> [Exercise]:
Copy out every line of the records in which "window" can be found.

> [Data supplied]:
*** Begin section ***
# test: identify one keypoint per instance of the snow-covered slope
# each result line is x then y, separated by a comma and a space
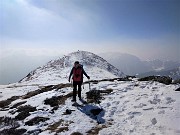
132, 107
41, 103
57, 71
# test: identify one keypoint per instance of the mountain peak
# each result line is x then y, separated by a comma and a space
57, 71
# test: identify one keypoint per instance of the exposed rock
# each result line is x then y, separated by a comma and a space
162, 79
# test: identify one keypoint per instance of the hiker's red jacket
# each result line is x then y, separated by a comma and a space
81, 75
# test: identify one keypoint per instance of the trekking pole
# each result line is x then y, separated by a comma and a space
71, 83
89, 85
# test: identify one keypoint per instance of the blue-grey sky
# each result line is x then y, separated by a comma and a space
146, 28
149, 29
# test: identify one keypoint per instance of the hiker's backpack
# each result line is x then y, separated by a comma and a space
77, 74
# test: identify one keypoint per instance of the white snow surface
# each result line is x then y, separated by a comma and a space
137, 108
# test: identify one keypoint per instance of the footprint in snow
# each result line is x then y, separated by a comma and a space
154, 121
135, 113
141, 105
169, 100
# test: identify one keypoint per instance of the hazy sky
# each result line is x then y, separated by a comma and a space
146, 28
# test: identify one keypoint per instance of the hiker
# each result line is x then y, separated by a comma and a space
77, 72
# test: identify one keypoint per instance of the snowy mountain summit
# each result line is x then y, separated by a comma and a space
41, 103
57, 71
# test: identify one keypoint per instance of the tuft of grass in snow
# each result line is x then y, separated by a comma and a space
5, 103
59, 126
95, 130
36, 120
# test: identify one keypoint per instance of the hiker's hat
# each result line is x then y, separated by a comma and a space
76, 62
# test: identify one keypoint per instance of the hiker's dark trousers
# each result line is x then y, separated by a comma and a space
75, 84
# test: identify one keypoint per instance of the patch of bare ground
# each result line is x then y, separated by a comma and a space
10, 126
59, 126
36, 120
24, 112
95, 130
5, 103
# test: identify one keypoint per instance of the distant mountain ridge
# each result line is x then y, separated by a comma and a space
132, 65
57, 71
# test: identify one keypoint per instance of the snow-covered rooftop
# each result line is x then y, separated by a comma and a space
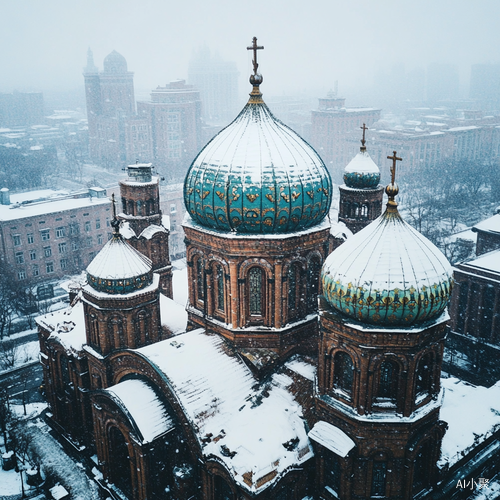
257, 431
44, 202
148, 412
332, 437
491, 225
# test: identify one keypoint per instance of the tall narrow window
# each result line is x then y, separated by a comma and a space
199, 280
220, 287
379, 474
388, 382
313, 273
332, 471
343, 372
424, 375
255, 278
292, 289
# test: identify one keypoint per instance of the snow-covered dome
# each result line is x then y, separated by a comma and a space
388, 273
119, 268
362, 172
257, 176
115, 63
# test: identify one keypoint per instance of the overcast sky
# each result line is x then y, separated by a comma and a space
308, 43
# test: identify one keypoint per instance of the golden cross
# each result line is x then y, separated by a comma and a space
113, 201
394, 158
255, 48
365, 128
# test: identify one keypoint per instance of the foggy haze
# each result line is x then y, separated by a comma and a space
309, 44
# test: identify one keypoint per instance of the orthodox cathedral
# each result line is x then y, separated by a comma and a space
297, 373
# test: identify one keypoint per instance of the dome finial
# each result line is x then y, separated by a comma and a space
392, 189
363, 141
115, 223
255, 79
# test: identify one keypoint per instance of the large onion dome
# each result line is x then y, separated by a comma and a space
257, 176
119, 268
388, 274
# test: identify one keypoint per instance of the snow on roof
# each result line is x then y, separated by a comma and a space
257, 431
59, 492
472, 413
489, 261
362, 163
491, 225
147, 411
173, 315
14, 211
298, 365
118, 260
67, 326
340, 230
332, 437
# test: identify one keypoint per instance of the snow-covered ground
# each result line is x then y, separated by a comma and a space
472, 413
53, 461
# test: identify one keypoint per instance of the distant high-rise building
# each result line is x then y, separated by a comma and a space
218, 84
442, 82
116, 133
174, 114
21, 108
485, 85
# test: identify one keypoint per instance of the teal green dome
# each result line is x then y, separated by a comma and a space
362, 172
388, 274
257, 176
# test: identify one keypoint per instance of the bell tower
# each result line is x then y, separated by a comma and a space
361, 195
141, 213
382, 333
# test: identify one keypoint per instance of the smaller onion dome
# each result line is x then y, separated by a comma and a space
388, 274
119, 268
115, 63
362, 172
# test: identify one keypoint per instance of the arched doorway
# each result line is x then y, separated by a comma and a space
119, 472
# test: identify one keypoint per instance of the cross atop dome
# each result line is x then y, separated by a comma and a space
363, 140
255, 48
392, 189
255, 79
115, 223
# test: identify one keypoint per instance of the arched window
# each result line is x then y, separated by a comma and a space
313, 273
255, 291
343, 372
120, 473
388, 380
424, 375
141, 328
200, 290
294, 292
94, 329
331, 471
219, 287
116, 333
421, 470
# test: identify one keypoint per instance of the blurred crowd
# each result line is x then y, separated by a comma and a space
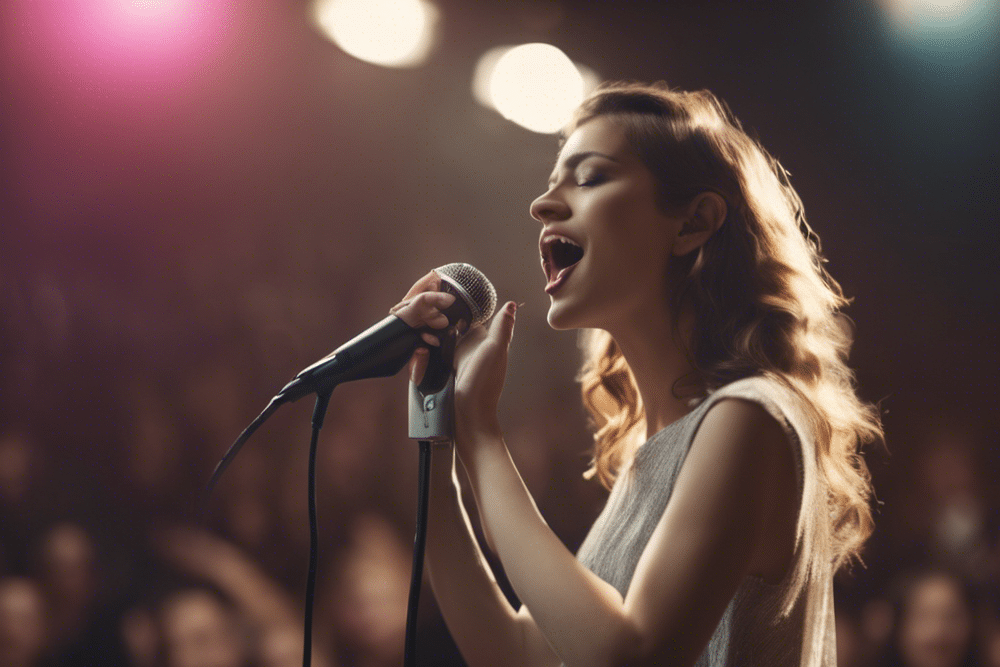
105, 560
138, 581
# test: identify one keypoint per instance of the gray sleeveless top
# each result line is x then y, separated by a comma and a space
786, 624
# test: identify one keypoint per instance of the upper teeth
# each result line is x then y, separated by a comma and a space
562, 239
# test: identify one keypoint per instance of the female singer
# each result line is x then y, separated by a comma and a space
726, 420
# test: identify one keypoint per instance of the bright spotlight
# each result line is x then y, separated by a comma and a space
536, 86
946, 33
391, 33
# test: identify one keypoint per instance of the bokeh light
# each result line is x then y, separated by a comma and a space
391, 33
944, 34
536, 86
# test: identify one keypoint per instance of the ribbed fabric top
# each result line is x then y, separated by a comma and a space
788, 624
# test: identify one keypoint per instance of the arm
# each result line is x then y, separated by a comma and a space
701, 549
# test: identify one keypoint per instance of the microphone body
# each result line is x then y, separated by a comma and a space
384, 349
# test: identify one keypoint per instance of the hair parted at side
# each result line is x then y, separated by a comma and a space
762, 300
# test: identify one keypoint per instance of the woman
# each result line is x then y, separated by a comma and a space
712, 340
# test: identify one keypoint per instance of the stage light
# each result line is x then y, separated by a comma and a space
391, 33
536, 86
944, 34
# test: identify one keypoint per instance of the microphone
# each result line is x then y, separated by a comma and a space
384, 348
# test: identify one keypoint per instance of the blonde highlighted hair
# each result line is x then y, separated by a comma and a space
762, 300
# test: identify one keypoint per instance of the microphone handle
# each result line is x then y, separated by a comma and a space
382, 350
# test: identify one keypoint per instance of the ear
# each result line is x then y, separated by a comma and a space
701, 218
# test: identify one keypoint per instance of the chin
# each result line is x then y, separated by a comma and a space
562, 316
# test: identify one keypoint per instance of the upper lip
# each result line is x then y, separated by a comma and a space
545, 243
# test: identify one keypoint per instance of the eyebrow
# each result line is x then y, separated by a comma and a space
576, 158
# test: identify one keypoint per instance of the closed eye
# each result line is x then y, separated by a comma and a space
591, 181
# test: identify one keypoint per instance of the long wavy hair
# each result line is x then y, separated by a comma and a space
762, 300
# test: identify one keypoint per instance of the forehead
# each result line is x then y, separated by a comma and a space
600, 135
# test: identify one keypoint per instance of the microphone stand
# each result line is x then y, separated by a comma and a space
431, 420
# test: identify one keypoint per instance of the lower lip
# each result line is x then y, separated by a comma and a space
559, 280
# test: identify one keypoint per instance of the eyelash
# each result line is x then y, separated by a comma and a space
592, 181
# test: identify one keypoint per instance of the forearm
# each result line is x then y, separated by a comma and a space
482, 622
580, 615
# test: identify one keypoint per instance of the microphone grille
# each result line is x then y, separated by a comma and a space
475, 288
*** End section ***
> [Task output]:
# test: identify one keypoint per instance of the tall narrow window
# test: identify one keypoint per instance of the arched window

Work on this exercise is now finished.